- **Instructions for the task**: Read the data below line by line and copy each one with "petal" in it.

Content starts

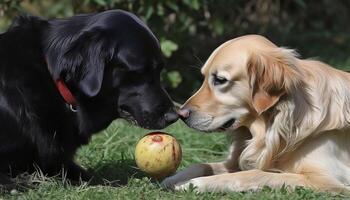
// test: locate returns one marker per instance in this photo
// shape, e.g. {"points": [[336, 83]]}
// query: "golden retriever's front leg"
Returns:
{"points": [[228, 166], [256, 179], [194, 171]]}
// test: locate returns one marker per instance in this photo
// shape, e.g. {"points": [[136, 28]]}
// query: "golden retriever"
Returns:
{"points": [[290, 119]]}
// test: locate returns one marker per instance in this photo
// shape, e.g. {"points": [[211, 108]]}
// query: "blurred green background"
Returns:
{"points": [[189, 30]]}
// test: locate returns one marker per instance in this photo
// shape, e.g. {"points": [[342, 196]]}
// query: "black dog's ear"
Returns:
{"points": [[88, 54], [79, 59]]}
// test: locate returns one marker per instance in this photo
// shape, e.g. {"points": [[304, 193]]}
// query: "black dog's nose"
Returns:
{"points": [[171, 116]]}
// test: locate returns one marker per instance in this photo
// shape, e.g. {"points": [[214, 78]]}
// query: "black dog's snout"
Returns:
{"points": [[171, 116]]}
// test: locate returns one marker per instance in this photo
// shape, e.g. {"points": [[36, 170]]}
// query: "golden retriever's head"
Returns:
{"points": [[244, 77]]}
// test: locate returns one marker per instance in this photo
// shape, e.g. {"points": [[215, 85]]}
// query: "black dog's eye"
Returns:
{"points": [[219, 80], [117, 65]]}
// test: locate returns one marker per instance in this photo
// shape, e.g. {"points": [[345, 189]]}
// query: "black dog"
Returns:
{"points": [[63, 80]]}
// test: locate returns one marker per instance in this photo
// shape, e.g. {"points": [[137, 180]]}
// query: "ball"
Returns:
{"points": [[158, 154]]}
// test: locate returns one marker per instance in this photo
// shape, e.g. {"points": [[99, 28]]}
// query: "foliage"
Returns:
{"points": [[190, 29], [110, 154]]}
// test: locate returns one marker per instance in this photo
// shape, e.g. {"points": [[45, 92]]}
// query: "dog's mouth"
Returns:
{"points": [[227, 124], [123, 113]]}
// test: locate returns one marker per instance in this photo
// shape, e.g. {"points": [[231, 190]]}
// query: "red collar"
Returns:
{"points": [[64, 91]]}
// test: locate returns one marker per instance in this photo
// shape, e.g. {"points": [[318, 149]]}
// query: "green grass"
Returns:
{"points": [[110, 154]]}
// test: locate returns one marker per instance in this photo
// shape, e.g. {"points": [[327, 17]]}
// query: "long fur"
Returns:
{"points": [[298, 119]]}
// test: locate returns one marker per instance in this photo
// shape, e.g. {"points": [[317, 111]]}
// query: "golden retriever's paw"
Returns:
{"points": [[191, 185], [169, 183]]}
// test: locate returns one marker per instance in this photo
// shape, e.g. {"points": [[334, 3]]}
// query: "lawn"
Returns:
{"points": [[110, 154]]}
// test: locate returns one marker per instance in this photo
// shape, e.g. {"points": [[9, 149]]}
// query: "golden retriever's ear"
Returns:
{"points": [[271, 75]]}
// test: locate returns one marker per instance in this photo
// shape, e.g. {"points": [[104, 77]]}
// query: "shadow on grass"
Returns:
{"points": [[118, 172]]}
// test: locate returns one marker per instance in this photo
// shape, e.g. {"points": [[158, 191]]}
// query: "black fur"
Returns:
{"points": [[110, 61]]}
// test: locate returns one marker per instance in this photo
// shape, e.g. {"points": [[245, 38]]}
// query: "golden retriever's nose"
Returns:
{"points": [[184, 113], [171, 116]]}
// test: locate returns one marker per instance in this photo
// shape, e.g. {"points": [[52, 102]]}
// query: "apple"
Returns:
{"points": [[158, 154]]}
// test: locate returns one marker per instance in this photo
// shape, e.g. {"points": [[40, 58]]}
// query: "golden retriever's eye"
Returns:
{"points": [[219, 80]]}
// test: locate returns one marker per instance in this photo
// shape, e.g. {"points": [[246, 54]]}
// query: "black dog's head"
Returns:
{"points": [[111, 62]]}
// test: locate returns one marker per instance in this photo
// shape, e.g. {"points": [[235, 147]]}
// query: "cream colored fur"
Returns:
{"points": [[292, 120]]}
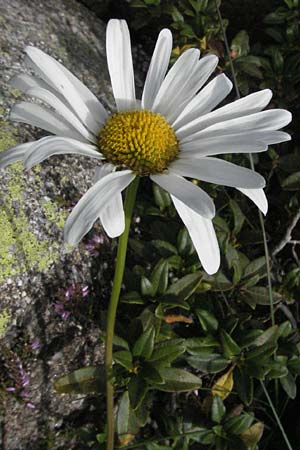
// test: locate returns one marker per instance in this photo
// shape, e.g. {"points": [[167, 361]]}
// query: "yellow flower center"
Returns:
{"points": [[139, 140]]}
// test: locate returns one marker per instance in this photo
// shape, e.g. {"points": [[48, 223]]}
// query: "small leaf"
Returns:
{"points": [[137, 389], [218, 409], [238, 216], [209, 363], [260, 354], [147, 288], [230, 347], [178, 380], [124, 358], [244, 385], [123, 414], [270, 335], [167, 351], [184, 287], [161, 197], [238, 424], [82, 381], [207, 320], [145, 343], [223, 386], [160, 276], [164, 248], [253, 435], [289, 385]]}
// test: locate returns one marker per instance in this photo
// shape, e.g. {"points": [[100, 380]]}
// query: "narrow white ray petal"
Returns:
{"points": [[158, 68], [175, 81], [24, 82], [254, 141], [203, 236], [190, 85], [14, 154], [250, 104], [218, 171], [217, 146], [52, 100], [190, 194], [90, 206], [207, 99], [79, 97], [120, 66], [258, 197], [46, 119], [52, 145], [112, 217]]}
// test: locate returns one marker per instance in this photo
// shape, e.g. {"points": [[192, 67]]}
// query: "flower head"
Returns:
{"points": [[173, 133]]}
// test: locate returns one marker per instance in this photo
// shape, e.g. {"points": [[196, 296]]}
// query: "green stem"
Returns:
{"points": [[112, 310], [276, 416]]}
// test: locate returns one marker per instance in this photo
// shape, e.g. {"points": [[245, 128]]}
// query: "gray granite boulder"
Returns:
{"points": [[35, 265]]}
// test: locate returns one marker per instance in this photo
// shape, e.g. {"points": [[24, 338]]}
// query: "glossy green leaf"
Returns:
{"points": [[147, 288], [208, 363], [218, 409], [184, 287], [161, 197], [82, 381], [238, 424], [124, 358], [137, 389], [144, 345], [178, 380], [289, 385], [243, 383], [208, 321], [160, 276], [164, 248], [230, 347]]}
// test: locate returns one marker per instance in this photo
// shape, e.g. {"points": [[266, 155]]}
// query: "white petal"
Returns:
{"points": [[112, 217], [247, 105], [40, 117], [189, 86], [216, 146], [24, 82], [258, 197], [119, 60], [14, 154], [90, 206], [175, 82], [80, 98], [207, 99], [190, 194], [254, 141], [51, 99], [218, 171], [52, 145], [203, 236], [158, 68]]}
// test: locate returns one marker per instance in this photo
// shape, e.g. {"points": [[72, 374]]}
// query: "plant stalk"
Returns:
{"points": [[112, 309]]}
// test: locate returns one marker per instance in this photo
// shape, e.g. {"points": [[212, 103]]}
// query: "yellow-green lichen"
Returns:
{"points": [[53, 214], [4, 321], [20, 249]]}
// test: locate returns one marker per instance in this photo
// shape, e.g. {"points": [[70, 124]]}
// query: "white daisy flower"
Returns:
{"points": [[173, 133]]}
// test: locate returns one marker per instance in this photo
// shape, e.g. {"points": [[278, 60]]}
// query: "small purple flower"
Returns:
{"points": [[30, 405], [35, 344], [85, 291]]}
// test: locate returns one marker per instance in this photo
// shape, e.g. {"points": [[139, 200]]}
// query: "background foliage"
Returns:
{"points": [[191, 350]]}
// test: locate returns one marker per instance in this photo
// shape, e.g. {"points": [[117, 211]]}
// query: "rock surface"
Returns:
{"points": [[34, 262]]}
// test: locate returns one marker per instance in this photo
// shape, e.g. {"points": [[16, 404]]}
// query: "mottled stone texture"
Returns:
{"points": [[34, 263]]}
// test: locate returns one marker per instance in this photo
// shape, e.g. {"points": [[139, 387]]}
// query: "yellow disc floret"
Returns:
{"points": [[142, 141]]}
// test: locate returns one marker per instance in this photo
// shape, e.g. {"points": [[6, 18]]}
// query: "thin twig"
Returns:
{"points": [[261, 220], [287, 238]]}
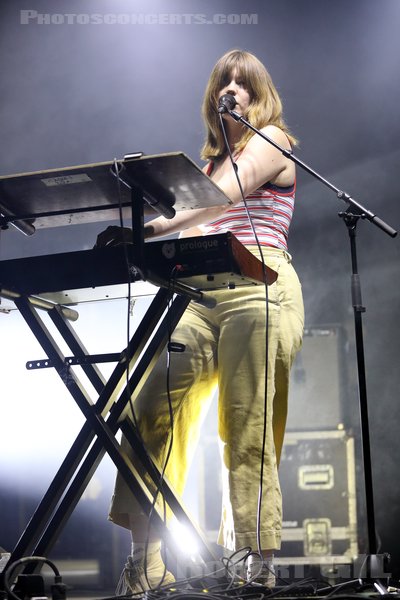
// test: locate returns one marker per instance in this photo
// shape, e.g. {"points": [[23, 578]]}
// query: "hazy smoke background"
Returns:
{"points": [[76, 94]]}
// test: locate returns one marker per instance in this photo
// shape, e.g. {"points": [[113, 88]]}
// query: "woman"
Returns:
{"points": [[226, 346]]}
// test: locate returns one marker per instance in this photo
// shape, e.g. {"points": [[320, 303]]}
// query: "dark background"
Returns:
{"points": [[75, 94]]}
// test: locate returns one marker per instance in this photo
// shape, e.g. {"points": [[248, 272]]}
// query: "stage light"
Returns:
{"points": [[184, 539]]}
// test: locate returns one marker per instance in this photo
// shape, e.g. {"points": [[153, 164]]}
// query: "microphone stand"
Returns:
{"points": [[373, 563]]}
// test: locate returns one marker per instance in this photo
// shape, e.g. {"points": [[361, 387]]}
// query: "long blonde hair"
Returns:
{"points": [[265, 104]]}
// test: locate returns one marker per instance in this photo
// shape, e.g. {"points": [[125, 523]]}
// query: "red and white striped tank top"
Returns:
{"points": [[271, 210]]}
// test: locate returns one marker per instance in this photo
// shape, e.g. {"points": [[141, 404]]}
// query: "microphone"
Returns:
{"points": [[226, 103]]}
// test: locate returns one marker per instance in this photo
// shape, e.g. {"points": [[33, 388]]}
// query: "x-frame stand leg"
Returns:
{"points": [[97, 435]]}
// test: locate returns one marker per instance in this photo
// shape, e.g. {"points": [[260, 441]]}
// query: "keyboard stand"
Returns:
{"points": [[103, 420]]}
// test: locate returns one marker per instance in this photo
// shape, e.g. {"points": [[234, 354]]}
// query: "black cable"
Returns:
{"points": [[21, 561], [264, 435], [171, 281]]}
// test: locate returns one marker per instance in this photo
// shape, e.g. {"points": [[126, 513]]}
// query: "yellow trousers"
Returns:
{"points": [[226, 347]]}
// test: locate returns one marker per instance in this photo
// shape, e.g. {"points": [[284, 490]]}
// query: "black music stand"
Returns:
{"points": [[82, 194]]}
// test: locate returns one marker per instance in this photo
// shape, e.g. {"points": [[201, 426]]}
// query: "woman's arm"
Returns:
{"points": [[258, 163]]}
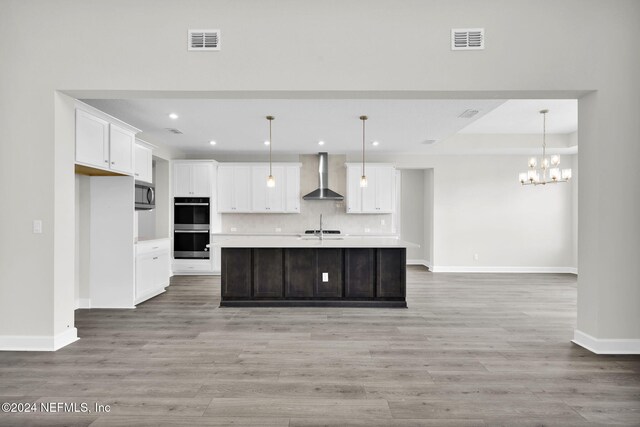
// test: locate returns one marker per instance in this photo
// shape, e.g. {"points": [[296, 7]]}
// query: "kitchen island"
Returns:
{"points": [[304, 271]]}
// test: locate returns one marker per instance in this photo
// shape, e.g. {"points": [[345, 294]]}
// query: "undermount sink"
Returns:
{"points": [[325, 237]]}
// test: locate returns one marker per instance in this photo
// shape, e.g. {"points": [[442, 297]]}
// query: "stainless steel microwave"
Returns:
{"points": [[145, 197]]}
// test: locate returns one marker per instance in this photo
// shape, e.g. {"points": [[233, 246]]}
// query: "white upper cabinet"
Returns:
{"points": [[379, 194], [202, 175], [192, 179], [243, 188], [121, 149], [102, 143], [92, 140], [234, 188], [143, 170]]}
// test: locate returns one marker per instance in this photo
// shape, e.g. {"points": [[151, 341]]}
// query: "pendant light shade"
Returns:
{"points": [[363, 178], [271, 181]]}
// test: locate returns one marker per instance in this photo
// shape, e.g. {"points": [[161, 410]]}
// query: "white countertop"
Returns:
{"points": [[144, 240], [312, 242]]}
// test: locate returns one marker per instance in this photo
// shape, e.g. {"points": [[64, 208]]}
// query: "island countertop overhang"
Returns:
{"points": [[312, 242]]}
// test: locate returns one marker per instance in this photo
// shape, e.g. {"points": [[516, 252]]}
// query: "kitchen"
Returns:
{"points": [[499, 328]]}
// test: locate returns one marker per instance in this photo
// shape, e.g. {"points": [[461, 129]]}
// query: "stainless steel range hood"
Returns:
{"points": [[323, 192]]}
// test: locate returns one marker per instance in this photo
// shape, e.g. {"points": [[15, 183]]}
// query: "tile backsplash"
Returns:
{"points": [[333, 212]]}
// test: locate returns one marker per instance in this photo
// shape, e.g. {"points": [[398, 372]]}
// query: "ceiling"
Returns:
{"points": [[519, 116], [240, 125]]}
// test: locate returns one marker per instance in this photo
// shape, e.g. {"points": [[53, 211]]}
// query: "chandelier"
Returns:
{"points": [[546, 171]]}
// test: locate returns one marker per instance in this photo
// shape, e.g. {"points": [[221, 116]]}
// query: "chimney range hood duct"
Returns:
{"points": [[323, 192]]}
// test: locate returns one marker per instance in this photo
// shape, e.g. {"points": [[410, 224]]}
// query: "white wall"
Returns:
{"points": [[412, 212], [479, 207], [428, 217], [82, 241], [350, 60]]}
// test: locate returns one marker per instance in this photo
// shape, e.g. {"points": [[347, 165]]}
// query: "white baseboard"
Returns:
{"points": [[38, 343], [605, 345], [472, 269], [423, 262], [83, 303]]}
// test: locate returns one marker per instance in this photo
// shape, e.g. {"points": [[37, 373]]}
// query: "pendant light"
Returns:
{"points": [[539, 176], [271, 182], [363, 178]]}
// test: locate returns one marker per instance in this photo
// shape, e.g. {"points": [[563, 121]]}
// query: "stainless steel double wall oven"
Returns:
{"points": [[191, 230]]}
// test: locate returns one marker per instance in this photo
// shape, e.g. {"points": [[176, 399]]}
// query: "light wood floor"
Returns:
{"points": [[471, 349]]}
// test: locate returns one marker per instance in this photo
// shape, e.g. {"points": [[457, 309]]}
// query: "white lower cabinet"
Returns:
{"points": [[152, 268], [192, 266]]}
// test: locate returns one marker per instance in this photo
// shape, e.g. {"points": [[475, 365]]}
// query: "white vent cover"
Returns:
{"points": [[467, 39], [467, 114], [204, 40]]}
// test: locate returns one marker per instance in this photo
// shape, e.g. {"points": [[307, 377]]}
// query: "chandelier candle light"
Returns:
{"points": [[363, 178], [538, 175], [271, 182]]}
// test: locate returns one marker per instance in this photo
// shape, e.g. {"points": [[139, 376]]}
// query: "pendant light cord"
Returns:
{"points": [[270, 174], [363, 118], [544, 136]]}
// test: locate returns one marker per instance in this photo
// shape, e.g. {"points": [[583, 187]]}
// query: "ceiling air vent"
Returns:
{"points": [[467, 39], [204, 40], [467, 114]]}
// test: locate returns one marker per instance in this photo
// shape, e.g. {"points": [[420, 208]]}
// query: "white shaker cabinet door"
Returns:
{"points": [[121, 149], [259, 191], [143, 170], [275, 195], [354, 191], [92, 140], [182, 180], [225, 189], [202, 175]]}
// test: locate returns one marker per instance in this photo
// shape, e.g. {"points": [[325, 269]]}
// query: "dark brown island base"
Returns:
{"points": [[322, 275]]}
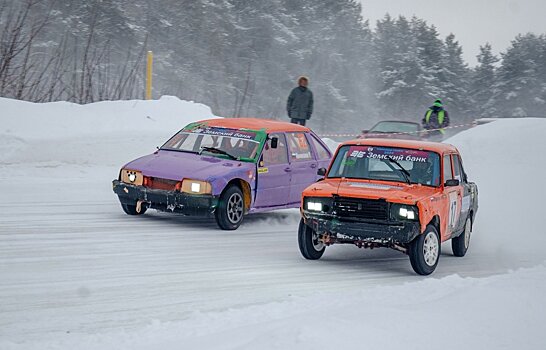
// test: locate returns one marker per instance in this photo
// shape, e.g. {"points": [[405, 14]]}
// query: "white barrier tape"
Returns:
{"points": [[402, 133]]}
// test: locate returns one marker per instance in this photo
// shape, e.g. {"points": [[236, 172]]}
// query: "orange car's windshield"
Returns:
{"points": [[378, 163]]}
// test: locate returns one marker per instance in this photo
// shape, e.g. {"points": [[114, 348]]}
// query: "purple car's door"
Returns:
{"points": [[303, 164], [273, 178]]}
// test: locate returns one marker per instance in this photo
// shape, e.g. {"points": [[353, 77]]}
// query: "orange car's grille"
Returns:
{"points": [[161, 184], [361, 208]]}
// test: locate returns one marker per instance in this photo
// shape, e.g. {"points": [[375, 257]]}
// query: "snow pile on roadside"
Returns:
{"points": [[98, 134], [57, 120], [506, 159]]}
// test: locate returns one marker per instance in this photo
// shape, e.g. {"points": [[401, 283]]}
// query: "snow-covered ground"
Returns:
{"points": [[77, 273]]}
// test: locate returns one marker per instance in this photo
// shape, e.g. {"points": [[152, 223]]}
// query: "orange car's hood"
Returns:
{"points": [[390, 191]]}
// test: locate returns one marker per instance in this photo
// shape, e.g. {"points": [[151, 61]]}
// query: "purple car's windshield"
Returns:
{"points": [[395, 127], [387, 164], [220, 142]]}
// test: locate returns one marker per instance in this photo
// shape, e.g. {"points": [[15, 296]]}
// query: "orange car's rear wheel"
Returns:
{"points": [[460, 244], [424, 251]]}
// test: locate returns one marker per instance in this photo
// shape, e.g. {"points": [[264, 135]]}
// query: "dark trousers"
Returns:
{"points": [[298, 121]]}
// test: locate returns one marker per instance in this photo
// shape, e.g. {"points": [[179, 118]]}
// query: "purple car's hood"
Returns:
{"points": [[174, 165]]}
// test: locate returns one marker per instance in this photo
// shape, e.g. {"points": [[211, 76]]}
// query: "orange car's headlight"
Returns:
{"points": [[196, 187], [133, 177]]}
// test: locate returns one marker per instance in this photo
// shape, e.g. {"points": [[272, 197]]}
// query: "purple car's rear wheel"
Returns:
{"points": [[132, 209], [230, 210]]}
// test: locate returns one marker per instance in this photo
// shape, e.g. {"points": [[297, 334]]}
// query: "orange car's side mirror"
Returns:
{"points": [[452, 183]]}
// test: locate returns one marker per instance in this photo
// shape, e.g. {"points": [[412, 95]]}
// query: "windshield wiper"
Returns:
{"points": [[177, 150], [218, 151], [404, 171]]}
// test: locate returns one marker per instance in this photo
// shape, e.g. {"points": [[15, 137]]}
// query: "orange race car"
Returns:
{"points": [[401, 194]]}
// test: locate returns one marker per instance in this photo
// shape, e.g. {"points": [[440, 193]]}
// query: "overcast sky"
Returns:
{"points": [[473, 22]]}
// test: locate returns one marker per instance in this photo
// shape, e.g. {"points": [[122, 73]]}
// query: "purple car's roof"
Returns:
{"points": [[255, 124]]}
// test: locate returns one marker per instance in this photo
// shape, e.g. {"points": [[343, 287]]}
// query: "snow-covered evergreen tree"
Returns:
{"points": [[483, 82]]}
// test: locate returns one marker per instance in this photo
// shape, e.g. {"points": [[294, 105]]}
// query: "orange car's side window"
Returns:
{"points": [[448, 174]]}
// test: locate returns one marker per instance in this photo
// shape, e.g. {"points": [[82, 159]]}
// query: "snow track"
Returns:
{"points": [[73, 265]]}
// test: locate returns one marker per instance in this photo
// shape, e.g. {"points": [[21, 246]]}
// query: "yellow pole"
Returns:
{"points": [[149, 75]]}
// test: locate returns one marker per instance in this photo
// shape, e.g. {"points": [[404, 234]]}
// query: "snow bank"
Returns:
{"points": [[58, 120], [131, 279], [456, 313], [507, 159], [98, 134]]}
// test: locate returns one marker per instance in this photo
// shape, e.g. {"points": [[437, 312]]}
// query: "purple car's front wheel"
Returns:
{"points": [[230, 210]]}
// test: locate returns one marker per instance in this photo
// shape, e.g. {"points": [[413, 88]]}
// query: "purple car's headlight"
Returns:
{"points": [[196, 187], [133, 177]]}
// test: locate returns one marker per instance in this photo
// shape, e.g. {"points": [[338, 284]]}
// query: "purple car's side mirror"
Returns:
{"points": [[274, 142]]}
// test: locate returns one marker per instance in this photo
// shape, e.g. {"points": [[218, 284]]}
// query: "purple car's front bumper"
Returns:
{"points": [[172, 201]]}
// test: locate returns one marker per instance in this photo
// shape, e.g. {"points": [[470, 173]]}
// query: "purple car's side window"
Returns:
{"points": [[299, 147], [279, 155], [322, 153]]}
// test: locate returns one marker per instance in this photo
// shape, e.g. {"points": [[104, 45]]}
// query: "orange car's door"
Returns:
{"points": [[454, 198]]}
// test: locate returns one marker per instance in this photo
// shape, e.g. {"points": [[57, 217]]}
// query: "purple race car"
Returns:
{"points": [[225, 168]]}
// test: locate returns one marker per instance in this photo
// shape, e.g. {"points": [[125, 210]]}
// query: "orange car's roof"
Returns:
{"points": [[412, 144], [255, 124]]}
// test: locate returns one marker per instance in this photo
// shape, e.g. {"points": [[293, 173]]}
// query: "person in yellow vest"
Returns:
{"points": [[436, 119]]}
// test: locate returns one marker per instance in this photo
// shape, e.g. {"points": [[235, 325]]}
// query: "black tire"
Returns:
{"points": [[230, 210], [131, 209], [424, 263], [460, 244], [310, 248]]}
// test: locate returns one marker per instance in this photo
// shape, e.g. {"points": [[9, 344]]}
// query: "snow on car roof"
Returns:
{"points": [[413, 144], [254, 124]]}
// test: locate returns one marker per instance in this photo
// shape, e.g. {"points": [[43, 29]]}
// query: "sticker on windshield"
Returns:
{"points": [[247, 135], [398, 154]]}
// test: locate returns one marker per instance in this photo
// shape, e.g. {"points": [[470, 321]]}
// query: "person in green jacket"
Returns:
{"points": [[300, 102], [436, 119]]}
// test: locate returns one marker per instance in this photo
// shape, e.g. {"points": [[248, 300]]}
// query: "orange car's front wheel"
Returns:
{"points": [[424, 251]]}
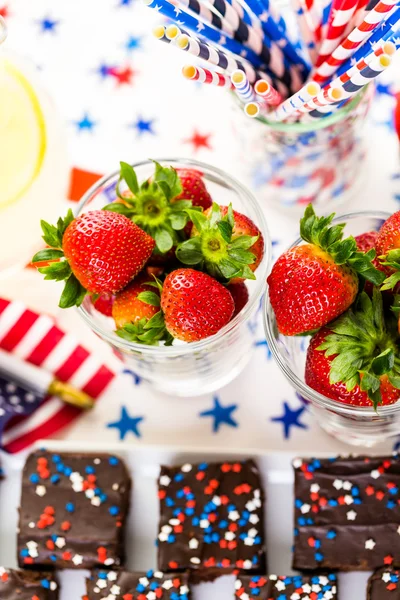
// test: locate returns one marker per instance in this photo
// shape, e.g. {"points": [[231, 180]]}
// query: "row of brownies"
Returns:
{"points": [[74, 509]]}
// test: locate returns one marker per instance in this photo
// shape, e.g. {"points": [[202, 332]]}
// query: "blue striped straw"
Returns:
{"points": [[242, 86], [386, 31], [181, 17], [271, 29]]}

Content ends

- **Response area**:
// query: "narrow white ray petal"
// query: "white petal"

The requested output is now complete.